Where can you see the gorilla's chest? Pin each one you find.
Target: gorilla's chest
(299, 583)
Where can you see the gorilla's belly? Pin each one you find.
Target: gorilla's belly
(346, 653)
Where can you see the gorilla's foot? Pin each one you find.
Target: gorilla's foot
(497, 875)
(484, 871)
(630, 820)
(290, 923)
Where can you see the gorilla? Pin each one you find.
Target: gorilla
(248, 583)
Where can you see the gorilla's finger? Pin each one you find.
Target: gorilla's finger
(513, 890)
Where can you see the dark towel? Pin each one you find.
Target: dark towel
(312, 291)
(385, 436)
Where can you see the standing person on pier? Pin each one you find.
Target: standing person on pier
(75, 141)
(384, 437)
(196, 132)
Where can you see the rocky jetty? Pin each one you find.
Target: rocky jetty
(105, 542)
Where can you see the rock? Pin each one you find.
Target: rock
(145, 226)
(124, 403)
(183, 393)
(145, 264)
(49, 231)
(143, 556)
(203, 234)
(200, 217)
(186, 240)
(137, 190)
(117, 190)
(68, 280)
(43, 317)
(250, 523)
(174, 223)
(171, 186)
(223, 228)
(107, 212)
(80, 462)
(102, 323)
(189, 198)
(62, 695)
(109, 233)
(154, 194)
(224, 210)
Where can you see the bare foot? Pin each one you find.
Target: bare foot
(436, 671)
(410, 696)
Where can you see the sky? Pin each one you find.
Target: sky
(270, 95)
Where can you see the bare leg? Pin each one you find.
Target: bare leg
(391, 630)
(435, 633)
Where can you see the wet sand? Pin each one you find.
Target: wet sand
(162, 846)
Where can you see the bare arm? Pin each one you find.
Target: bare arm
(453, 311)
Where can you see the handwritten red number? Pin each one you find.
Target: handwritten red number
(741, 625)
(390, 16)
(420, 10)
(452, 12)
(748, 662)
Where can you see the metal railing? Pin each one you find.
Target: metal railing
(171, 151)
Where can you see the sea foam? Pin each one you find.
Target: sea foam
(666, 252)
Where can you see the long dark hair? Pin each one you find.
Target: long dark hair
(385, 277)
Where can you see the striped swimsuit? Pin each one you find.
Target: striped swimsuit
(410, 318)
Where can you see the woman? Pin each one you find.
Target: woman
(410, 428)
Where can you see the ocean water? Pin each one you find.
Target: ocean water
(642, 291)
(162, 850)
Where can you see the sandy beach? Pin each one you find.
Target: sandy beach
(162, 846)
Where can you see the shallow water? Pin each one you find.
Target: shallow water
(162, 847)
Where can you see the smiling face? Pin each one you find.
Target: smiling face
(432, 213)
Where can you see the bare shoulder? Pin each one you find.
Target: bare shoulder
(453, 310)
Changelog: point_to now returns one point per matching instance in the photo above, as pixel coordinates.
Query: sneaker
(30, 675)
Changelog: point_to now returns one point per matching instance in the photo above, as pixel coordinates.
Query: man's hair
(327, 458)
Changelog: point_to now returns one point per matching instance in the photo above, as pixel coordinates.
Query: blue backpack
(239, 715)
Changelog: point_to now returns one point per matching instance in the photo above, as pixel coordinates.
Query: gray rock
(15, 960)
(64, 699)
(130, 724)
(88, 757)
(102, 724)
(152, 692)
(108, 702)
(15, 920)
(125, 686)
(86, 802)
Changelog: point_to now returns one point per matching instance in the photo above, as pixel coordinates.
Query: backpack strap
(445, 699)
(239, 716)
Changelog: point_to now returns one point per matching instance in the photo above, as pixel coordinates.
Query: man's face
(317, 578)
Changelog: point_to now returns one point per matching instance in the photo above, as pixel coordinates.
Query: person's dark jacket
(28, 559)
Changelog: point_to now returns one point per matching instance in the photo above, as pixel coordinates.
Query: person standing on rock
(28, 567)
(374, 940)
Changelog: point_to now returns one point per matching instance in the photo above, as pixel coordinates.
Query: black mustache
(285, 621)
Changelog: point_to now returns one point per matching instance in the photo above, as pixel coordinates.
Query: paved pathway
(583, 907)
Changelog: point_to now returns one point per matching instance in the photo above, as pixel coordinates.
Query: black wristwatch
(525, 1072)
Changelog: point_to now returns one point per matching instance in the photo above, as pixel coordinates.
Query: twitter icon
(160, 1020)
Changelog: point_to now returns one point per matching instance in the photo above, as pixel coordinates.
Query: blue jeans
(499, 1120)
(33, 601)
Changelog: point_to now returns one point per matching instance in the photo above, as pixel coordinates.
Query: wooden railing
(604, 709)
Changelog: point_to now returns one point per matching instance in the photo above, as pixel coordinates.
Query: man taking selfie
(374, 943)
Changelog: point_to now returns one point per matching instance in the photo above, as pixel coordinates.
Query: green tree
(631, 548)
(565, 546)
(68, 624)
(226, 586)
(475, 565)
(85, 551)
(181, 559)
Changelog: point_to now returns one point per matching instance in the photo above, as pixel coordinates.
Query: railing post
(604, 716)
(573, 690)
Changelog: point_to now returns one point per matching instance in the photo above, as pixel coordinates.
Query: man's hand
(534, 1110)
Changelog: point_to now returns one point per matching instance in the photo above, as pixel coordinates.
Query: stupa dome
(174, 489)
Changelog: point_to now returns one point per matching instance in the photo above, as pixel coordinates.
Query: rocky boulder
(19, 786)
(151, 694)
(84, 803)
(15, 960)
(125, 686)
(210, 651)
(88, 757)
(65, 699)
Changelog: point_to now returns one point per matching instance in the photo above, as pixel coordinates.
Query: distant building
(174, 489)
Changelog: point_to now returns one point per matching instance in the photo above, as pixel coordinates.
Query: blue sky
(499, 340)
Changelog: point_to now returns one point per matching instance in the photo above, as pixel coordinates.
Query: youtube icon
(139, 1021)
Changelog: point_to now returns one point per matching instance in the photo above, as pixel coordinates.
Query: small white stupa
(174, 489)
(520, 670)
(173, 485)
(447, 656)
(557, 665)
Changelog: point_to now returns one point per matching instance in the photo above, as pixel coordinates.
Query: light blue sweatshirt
# # # # # # #
> Exercise objective
Repeat back all of the material, character for character.

> Expected output
Where can you see the gorilla's chest? Pin each one you find.
Target: gorilla's chest
(299, 583)
Where can you see the gorilla's belly? Pin each one you find.
Target: gorilla's belly
(346, 653)
Where can you see the gorilla's foot? Pin each one you find.
Target: gorilla's foot
(497, 875)
(484, 871)
(630, 820)
(290, 923)
Where can you see the gorilla? Pin each one you find.
Target: gorilla
(248, 583)
Where can you see the gorilla's finger? Pin each one you find.
Target: gorilla's finger
(513, 890)
Where can you see the dark towel? Pin each one you find.
Target: dark towel
(312, 291)
(385, 436)
Where can you see the standing person on pier? Pin each one you find.
Target: standing person on pier
(75, 141)
(384, 437)
(196, 132)
Where can you see the rocky jetty? Pin each one you find.
Target: rocky jetty
(105, 542)
Where can you see the rock? Pin each one you find.
Target: rock
(145, 226)
(124, 403)
(183, 393)
(145, 264)
(49, 231)
(143, 556)
(203, 234)
(200, 217)
(186, 240)
(137, 190)
(117, 190)
(68, 280)
(43, 317)
(250, 523)
(174, 223)
(171, 186)
(223, 228)
(107, 212)
(80, 462)
(102, 323)
(189, 198)
(62, 695)
(109, 233)
(154, 194)
(224, 210)
Where can you see the bare foot? Pin each one you find.
Target: bare foot
(436, 671)
(410, 696)
Where can you see the sky? Pin each one you find.
Target: sky
(270, 95)
Where can you see the bare leg? Pin each one you find.
Target: bare leg
(391, 630)
(435, 633)
Where can you see the wet sand? Pin each one you find.
Target: wet sand
(162, 846)
Where can you see the bare arm? Pin each one you find.
Target: bare arm
(453, 311)
Where can you see the handwritten red number? Pin each one you find.
Target: handwritten red number
(741, 625)
(390, 16)
(420, 10)
(452, 12)
(748, 662)
Where can you see the metal railing? Pin each one you find.
Target: metal railing
(171, 151)
Where can you see the sea foam? Pin each one you find.
Target: sea foam
(666, 252)
Where can you see the long dark hair? Pin each one you find.
Target: long dark hair
(385, 277)
Where can you see the striped swimsuit? Pin each one you find.
Target: striped swimsuit
(410, 318)
Where can you see the woman? Pin each one you find.
Target: woman
(410, 428)
Where can you see the ocean water? Pin each one you find.
Target: ocean water
(642, 291)
(162, 850)
Where can you see the sandy beach? Pin each one you find.
Target: sandy beach
(162, 846)
Where can you see the shallow water? Pin each one you find.
Target: shallow water
(162, 847)
Where can you see the smiling face? Pin each one you find.
Target: smiling face
(432, 213)
Where can you see the bare shoulder? Pin each one you find.
Target: bare shoulder
(453, 310)
Changelog: point_to now returns one point per matching instance in the photo above, as pixel coordinates.
Query: sneaker
(30, 675)
Changelog: point_to now returns one point per matching instance in the photo above, as pixel coordinates.
Query: man's hair
(327, 458)
Changelog: point_to now returns one point per matching instance in the photo above, as pixel coordinates.
Query: blue backpack
(239, 715)
Changelog: point_to now returns one point per matching instance in the photo above, as pixel coordinates.
Query: gray rock
(15, 960)
(64, 699)
(130, 724)
(88, 757)
(102, 724)
(152, 692)
(108, 702)
(15, 920)
(125, 686)
(86, 802)
Changelog: point_to now returns one point per matching instance in the photo above, as pixel coordinates.
Query: backpack strap
(445, 699)
(239, 716)
Changelog: point_to now returns one point per matching instance in the photo above, as pixel coordinates.
Query: man's face
(317, 578)
Changelog: point_to now returns one point per matching instance in the photo above, as pixel coordinates.
Query: person's dark jacket
(28, 559)
Changelog: point_to now returns one point per matching instance in the photo above, as pixel coordinates.
Query: person standing on rock
(28, 567)
(374, 940)
Changelog: point_to now returns one point per matching instance in the photo above, as pixel coordinates.
Query: black mustache
(285, 621)
Changelog: point_to now returns one point per matching instance in the photo above, as pixel coordinates.
Query: paved pathway
(583, 907)
Changelog: point_to now returns one point per matching instance in the photo above, as pixel coordinates.
Query: black wristwatch
(525, 1072)
Changelog: point_to now returns one point per matching instance in the photo above, as pixel coordinates.
Query: twitter icon
(160, 1020)
Changelog: point_to now returns one point per matching instance in the photo above, as pixel coordinates.
Query: blue jeans
(499, 1120)
(33, 601)
Changelog: point_to now returns one point per matching instance in the photo above, as pixel coordinates.
Query: wooden railing
(604, 709)
Changelog: point_to now returns one point per matching instance in the photo above, as pixel coordinates.
Query: man taking selfie
(374, 943)
Changelog: point_to now returns one point per matching instance in the photo above, as pixel coordinates.
Query: green tree
(631, 548)
(565, 546)
(68, 624)
(226, 586)
(475, 565)
(85, 551)
(181, 559)
Changelog: point_to now returns one point per matching instance in the photo above, as pixel coordinates.
Query: railing post
(604, 716)
(573, 690)
Changelog: point_to now returns one point per matching instance in the photo above, as pixel coordinates.
Query: man's hand
(534, 1110)
Changelog: point_to now returns one point per matching instance in the photo above, as pixel coordinates.
Query: stupa dome
(174, 489)
Changelog: point_to now returns one point per matching instance in the photo above, as pixel coordinates.
Query: rocky boulder
(19, 786)
(151, 694)
(84, 803)
(15, 960)
(125, 686)
(210, 651)
(88, 757)
(65, 699)
Changelog: point_to now returns one point per matching instance in the photo above, as pixel coordinates.
Query: distant building
(174, 489)
Changelog: point_to now returns one point per matching instance in the photo above, as pixel coordinates.
Query: blue sky
(499, 340)
Changelog: point_to now returns one point per matching instance in the photo above, as pixel coordinates.
Query: youtube icon
(139, 1021)
Changelog: point_to now returns one point per matching instance in the photo above, as pixel coordinates.
Query: small white stupa
(174, 489)
(520, 670)
(173, 485)
(447, 656)
(557, 665)
Changelog: point_to now returns one point per matching instance in the photo above, as pixel coordinates.
Query: light blue sweatshirt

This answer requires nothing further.